Written instruction: Convert everything from the line containing "point: the lips, center" down to the end of the listing into a JSON list of strings, one string per line, with blank lines omitted.

(Rows from a dataset)
════════════════════
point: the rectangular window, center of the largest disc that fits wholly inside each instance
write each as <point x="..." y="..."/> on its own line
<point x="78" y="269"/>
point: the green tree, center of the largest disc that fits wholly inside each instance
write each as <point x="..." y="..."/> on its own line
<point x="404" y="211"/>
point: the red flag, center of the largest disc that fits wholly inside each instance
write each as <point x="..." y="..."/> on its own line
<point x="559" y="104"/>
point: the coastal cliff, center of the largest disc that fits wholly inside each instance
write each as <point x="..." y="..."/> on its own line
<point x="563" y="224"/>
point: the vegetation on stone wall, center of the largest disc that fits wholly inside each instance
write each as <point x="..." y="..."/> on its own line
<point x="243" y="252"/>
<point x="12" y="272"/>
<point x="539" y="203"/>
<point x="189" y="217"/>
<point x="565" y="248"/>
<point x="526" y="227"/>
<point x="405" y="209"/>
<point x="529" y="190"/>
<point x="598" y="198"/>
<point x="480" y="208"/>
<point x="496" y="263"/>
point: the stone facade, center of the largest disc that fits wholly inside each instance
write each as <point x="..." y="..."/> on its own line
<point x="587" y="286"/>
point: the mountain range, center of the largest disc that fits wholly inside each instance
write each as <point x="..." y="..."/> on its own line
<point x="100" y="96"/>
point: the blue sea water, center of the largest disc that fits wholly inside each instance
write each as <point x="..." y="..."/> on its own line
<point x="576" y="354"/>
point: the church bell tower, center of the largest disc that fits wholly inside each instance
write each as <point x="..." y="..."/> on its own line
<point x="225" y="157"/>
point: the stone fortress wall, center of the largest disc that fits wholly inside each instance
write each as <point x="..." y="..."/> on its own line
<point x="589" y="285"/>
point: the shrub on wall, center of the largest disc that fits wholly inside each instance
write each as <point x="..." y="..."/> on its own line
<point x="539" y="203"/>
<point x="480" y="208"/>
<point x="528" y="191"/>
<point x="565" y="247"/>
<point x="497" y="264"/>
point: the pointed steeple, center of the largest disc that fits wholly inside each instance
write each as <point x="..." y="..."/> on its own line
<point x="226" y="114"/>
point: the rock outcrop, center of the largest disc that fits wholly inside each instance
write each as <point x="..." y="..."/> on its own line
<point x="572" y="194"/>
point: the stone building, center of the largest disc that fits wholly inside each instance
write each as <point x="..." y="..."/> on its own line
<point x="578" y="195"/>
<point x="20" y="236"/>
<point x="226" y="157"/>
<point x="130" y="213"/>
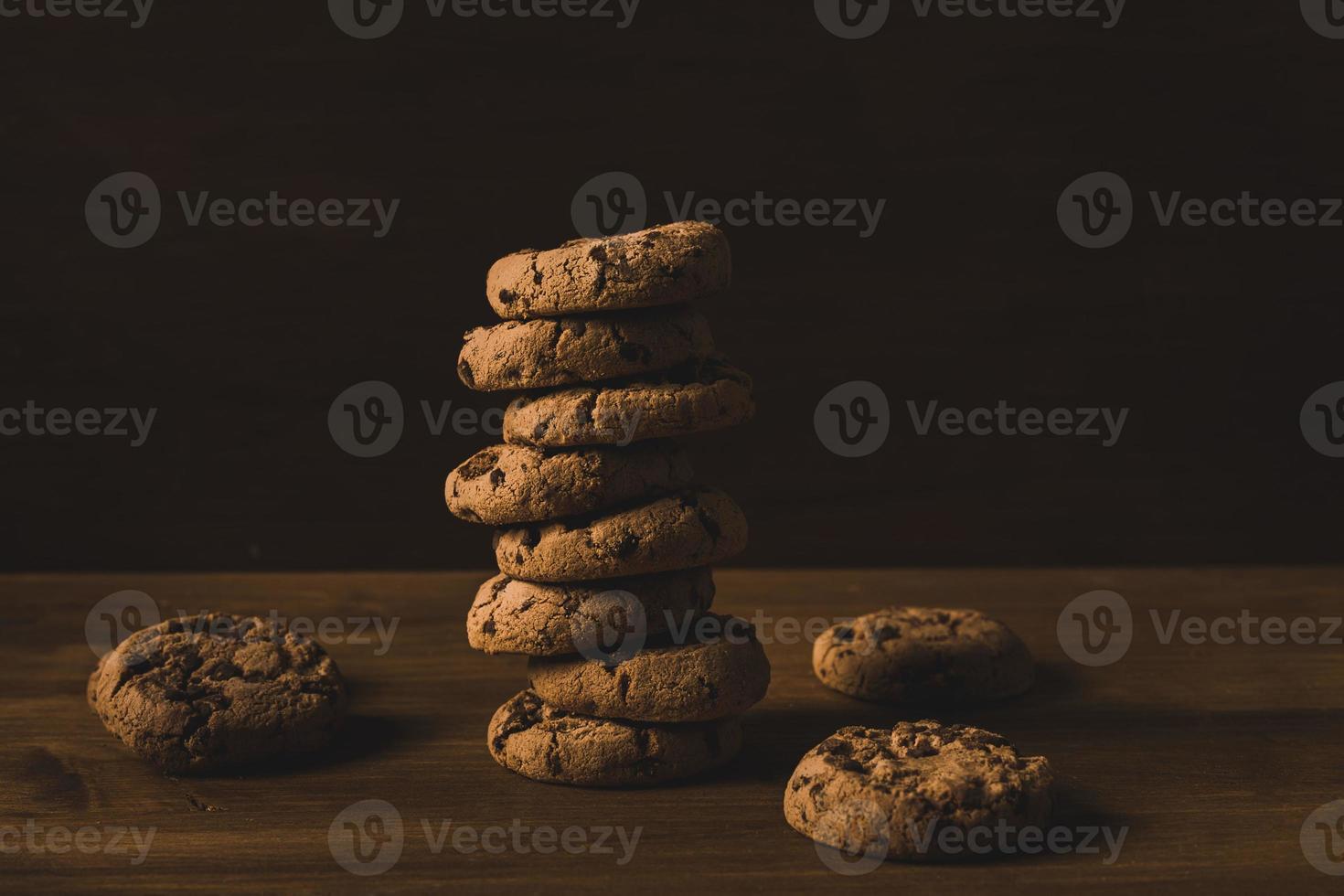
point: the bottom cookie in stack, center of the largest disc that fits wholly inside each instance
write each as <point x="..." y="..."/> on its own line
<point x="666" y="713"/>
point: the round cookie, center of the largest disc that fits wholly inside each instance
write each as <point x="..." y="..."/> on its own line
<point x="211" y="692"/>
<point x="507" y="484"/>
<point x="677" y="532"/>
<point x="538" y="620"/>
<point x="581" y="349"/>
<point x="720" y="676"/>
<point x="915" y="653"/>
<point x="659" y="266"/>
<point x="883" y="793"/>
<point x="697" y="398"/>
<point x="554" y="746"/>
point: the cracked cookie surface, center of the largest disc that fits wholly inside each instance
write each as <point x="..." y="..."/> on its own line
<point x="659" y="266"/>
<point x="687" y="678"/>
<point x="548" y="352"/>
<point x="687" y="529"/>
<point x="694" y="398"/>
<point x="507" y="484"/>
<point x="539" y="620"/>
<point x="551" y="744"/>
<point x="890" y="793"/>
<point x="918" y="653"/>
<point x="212" y="692"/>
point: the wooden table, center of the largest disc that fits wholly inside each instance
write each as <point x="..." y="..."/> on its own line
<point x="1211" y="755"/>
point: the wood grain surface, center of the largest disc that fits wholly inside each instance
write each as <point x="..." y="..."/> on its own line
<point x="1211" y="756"/>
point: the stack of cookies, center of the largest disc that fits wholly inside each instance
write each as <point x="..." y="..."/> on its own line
<point x="601" y="528"/>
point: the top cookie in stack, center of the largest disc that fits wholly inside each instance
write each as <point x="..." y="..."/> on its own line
<point x="595" y="503"/>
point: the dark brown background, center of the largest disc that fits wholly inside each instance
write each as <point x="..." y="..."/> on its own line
<point x="485" y="128"/>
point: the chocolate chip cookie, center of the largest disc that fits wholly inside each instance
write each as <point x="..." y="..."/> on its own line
<point x="211" y="692"/>
<point x="538" y="620"/>
<point x="686" y="678"/>
<point x="891" y="793"/>
<point x="657" y="266"/>
<point x="915" y="653"/>
<point x="508" y="484"/>
<point x="560" y="747"/>
<point x="677" y="532"/>
<point x="695" y="398"/>
<point x="563" y="351"/>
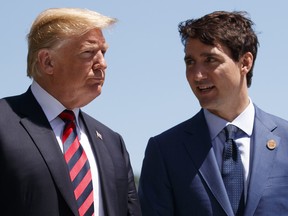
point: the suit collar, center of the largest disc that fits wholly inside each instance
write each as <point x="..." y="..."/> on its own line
<point x="98" y="139"/>
<point x="200" y="148"/>
<point x="262" y="158"/>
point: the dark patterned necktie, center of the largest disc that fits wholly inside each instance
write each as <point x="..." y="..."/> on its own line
<point x="78" y="165"/>
<point x="232" y="171"/>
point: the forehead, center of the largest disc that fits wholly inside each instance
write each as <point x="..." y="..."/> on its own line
<point x="93" y="37"/>
<point x="196" y="47"/>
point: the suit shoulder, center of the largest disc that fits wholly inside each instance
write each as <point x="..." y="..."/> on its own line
<point x="183" y="127"/>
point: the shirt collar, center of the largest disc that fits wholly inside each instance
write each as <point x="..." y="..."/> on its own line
<point x="244" y="121"/>
<point x="50" y="105"/>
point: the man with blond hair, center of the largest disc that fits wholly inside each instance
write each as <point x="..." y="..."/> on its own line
<point x="54" y="158"/>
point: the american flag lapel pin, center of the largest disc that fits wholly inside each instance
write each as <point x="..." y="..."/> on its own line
<point x="99" y="136"/>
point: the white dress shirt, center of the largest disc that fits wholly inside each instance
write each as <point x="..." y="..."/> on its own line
<point x="245" y="122"/>
<point x="52" y="108"/>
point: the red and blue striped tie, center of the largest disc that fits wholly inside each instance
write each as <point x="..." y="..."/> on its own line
<point x="78" y="165"/>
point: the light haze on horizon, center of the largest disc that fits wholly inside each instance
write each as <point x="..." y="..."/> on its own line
<point x="146" y="91"/>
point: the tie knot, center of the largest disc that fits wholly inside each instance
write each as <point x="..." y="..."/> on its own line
<point x="230" y="132"/>
<point x="67" y="115"/>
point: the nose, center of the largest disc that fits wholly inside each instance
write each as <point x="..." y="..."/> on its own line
<point x="99" y="61"/>
<point x="196" y="73"/>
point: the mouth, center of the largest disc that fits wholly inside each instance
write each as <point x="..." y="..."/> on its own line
<point x="205" y="88"/>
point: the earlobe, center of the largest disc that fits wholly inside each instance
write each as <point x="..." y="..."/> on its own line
<point x="247" y="62"/>
<point x="45" y="61"/>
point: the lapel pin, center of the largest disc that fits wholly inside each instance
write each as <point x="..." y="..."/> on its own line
<point x="271" y="144"/>
<point x="98" y="135"/>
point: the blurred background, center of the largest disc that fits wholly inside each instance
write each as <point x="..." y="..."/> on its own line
<point x="146" y="91"/>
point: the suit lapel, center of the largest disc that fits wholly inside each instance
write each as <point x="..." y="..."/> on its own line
<point x="262" y="159"/>
<point x="104" y="163"/>
<point x="39" y="129"/>
<point x="200" y="148"/>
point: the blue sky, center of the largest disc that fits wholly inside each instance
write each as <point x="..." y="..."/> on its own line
<point x="145" y="91"/>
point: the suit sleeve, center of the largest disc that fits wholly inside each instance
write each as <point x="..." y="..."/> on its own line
<point x="133" y="200"/>
<point x="155" y="191"/>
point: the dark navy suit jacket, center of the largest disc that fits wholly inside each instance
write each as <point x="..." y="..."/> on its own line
<point x="180" y="175"/>
<point x="34" y="176"/>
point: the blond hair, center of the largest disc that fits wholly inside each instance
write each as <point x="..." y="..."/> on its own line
<point x="55" y="25"/>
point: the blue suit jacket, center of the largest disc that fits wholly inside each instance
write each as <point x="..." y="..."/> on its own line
<point x="34" y="177"/>
<point x="180" y="175"/>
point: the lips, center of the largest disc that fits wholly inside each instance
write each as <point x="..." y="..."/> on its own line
<point x="205" y="88"/>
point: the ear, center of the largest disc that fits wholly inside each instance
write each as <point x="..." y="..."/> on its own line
<point x="45" y="61"/>
<point x="246" y="63"/>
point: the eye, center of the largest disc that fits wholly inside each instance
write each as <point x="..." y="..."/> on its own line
<point x="103" y="52"/>
<point x="189" y="61"/>
<point x="210" y="59"/>
<point x="87" y="53"/>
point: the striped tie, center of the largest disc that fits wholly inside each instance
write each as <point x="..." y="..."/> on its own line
<point x="78" y="165"/>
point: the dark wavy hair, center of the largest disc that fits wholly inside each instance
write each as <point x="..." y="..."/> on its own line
<point x="231" y="29"/>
════════════════════
Solution:
[
  "point: the lips, center of the largest disc that fits wholly inside each instance",
  "write each as <point x=\"...\" y=\"...\"/> on its own line",
  "<point x=\"205\" y=\"88\"/>",
  "point: the ear, center of the largest disc that fits wholly inside each instance",
  "write each as <point x=\"...\" y=\"...\"/> on its own line",
  "<point x=\"45\" y=\"61\"/>",
  "<point x=\"246\" y=\"63\"/>",
  "point: the eye, center of the largest disc that fits wholly inside each instance",
  "write each as <point x=\"...\" y=\"...\"/> on its own line",
  "<point x=\"103\" y=\"52\"/>",
  "<point x=\"189\" y=\"61\"/>",
  "<point x=\"210\" y=\"59\"/>",
  "<point x=\"87\" y=\"53\"/>",
  "point: the striped tie, center of the largest disc that fits wholly inside each instance",
  "write each as <point x=\"...\" y=\"...\"/> on its own line",
  "<point x=\"78\" y=\"165\"/>",
  "point: the dark wavy hair, center of the largest disc that fits wholly inside each instance",
  "write each as <point x=\"...\" y=\"...\"/> on its own line",
  "<point x=\"231\" y=\"29\"/>"
]